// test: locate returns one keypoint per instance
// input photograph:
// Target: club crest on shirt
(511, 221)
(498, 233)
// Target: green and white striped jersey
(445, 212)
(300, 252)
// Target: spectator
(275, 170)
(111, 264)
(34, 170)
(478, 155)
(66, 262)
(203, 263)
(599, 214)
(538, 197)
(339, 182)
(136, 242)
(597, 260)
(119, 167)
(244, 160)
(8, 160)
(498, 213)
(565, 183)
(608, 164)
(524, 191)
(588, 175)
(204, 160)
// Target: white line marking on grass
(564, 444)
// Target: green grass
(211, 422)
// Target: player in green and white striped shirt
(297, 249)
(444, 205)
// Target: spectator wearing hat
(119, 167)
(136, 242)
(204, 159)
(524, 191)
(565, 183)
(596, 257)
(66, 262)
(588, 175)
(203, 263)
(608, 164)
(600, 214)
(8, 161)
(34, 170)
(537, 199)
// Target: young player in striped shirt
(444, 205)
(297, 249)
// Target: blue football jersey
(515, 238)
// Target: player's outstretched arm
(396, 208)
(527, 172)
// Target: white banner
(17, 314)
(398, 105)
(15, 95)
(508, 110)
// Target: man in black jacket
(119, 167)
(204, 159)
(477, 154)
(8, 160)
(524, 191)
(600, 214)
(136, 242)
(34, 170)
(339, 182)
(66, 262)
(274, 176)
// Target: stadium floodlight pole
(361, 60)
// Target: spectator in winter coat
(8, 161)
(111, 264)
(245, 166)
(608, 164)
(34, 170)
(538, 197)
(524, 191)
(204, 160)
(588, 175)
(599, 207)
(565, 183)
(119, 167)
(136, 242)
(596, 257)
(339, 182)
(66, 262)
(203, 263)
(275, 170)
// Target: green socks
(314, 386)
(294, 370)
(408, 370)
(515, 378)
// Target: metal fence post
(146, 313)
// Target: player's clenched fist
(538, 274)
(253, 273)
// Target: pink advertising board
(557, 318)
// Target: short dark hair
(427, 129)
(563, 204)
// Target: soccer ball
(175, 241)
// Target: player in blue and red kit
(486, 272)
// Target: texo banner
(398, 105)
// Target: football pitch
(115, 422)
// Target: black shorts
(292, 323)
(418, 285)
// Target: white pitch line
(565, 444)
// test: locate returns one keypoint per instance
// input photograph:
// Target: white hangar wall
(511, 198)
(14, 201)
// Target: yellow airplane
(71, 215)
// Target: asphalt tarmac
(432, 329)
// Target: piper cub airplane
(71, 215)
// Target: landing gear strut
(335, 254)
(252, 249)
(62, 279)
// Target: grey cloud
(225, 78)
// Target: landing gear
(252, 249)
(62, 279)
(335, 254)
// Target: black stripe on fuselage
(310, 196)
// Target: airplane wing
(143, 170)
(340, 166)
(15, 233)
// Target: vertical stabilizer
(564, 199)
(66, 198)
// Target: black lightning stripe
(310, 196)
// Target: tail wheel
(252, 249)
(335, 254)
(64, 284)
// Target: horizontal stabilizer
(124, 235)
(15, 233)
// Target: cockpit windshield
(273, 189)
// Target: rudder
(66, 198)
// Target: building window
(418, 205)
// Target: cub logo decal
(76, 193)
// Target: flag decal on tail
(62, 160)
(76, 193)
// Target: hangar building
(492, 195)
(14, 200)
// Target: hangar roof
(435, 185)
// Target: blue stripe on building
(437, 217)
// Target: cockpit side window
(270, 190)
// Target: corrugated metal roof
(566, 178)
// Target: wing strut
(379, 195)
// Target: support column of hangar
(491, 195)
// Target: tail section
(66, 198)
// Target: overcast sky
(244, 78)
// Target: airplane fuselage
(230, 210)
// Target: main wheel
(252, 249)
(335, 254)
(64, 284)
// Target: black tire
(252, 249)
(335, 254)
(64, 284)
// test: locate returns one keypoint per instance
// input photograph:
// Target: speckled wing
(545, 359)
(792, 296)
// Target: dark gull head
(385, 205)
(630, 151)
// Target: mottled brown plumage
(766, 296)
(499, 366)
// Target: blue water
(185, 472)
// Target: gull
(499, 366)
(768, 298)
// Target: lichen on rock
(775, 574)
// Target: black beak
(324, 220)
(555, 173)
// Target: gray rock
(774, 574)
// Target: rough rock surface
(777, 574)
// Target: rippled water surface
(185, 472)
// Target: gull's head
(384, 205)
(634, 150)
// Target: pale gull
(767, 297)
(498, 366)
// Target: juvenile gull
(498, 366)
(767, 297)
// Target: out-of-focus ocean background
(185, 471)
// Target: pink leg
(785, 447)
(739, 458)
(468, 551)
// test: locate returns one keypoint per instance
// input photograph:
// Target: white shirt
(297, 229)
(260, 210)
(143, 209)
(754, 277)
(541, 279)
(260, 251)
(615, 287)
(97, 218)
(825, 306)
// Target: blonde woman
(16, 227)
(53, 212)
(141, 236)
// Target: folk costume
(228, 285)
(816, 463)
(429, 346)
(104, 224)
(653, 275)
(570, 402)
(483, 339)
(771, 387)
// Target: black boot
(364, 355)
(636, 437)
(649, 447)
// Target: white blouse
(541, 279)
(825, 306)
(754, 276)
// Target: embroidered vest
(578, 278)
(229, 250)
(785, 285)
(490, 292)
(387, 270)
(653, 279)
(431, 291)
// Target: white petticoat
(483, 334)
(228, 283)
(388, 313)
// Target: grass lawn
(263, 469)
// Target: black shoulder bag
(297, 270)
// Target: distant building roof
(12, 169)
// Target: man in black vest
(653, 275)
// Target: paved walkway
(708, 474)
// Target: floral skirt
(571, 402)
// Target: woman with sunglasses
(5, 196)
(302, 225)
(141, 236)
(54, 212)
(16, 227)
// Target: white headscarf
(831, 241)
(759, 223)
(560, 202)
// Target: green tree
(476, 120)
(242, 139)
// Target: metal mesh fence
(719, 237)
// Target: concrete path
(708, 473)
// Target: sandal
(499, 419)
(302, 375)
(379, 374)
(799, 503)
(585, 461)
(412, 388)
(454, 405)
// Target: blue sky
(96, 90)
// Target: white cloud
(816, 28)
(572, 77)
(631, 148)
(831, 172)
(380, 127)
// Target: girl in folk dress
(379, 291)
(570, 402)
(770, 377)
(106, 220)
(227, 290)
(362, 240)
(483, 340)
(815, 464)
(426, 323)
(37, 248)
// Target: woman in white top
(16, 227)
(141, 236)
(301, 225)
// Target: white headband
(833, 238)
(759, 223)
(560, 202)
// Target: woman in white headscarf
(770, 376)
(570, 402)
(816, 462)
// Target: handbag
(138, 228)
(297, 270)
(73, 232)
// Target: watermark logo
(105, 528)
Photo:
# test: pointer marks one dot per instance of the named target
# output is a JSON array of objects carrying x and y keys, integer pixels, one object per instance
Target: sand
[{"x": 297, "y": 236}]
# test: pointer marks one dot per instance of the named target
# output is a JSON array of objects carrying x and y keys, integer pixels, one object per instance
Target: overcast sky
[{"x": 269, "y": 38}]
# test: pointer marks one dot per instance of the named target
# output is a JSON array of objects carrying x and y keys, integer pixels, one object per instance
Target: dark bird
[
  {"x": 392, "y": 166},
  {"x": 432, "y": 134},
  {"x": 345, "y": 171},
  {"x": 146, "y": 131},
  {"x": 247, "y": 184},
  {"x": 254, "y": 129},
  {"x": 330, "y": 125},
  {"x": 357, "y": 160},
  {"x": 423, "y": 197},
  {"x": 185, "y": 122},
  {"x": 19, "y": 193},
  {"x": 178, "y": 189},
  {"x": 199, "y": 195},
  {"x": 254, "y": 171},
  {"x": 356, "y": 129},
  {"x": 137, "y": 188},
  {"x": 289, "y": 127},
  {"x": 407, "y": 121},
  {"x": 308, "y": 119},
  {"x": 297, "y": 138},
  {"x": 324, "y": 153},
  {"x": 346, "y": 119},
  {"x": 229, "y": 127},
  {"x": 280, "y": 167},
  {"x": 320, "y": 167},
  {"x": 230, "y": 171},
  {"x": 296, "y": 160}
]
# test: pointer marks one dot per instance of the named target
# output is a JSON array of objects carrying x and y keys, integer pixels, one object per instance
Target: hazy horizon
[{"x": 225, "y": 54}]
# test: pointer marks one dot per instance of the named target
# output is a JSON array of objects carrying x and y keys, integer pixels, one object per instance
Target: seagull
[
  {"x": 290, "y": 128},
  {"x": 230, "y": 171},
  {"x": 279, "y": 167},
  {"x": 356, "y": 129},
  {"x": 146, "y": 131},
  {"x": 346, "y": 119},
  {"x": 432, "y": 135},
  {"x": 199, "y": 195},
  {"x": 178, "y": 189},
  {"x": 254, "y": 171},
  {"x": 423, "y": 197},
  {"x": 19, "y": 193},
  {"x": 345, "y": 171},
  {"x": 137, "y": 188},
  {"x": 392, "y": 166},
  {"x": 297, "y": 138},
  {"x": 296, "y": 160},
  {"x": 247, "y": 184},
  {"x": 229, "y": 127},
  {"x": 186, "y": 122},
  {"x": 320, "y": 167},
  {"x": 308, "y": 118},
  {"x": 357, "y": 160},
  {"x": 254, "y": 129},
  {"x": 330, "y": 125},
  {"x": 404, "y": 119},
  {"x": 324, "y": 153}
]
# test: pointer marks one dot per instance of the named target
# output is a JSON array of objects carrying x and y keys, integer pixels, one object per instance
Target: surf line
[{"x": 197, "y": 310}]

::::

## ASSIGNMENT
Every line from the one containing "Target: seagull" through the end of the material above should be retyped exactly; please include nothing else.

## RESULT BELOW
Target: seagull
[
  {"x": 290, "y": 128},
  {"x": 230, "y": 171},
  {"x": 279, "y": 167},
  {"x": 356, "y": 129},
  {"x": 146, "y": 131},
  {"x": 346, "y": 119},
  {"x": 432, "y": 135},
  {"x": 199, "y": 195},
  {"x": 178, "y": 189},
  {"x": 254, "y": 171},
  {"x": 423, "y": 197},
  {"x": 19, "y": 193},
  {"x": 345, "y": 171},
  {"x": 137, "y": 188},
  {"x": 392, "y": 166},
  {"x": 297, "y": 138},
  {"x": 296, "y": 160},
  {"x": 247, "y": 184},
  {"x": 229, "y": 127},
  {"x": 186, "y": 122},
  {"x": 320, "y": 167},
  {"x": 308, "y": 118},
  {"x": 357, "y": 160},
  {"x": 254, "y": 129},
  {"x": 330, "y": 125},
  {"x": 404, "y": 119},
  {"x": 324, "y": 153}
]
# test: pointer marks one dot per instance of the named target
# output is a JSON array of objects carrying x and y keys, integer pixels, one object per instance
Target: surf line
[{"x": 197, "y": 310}]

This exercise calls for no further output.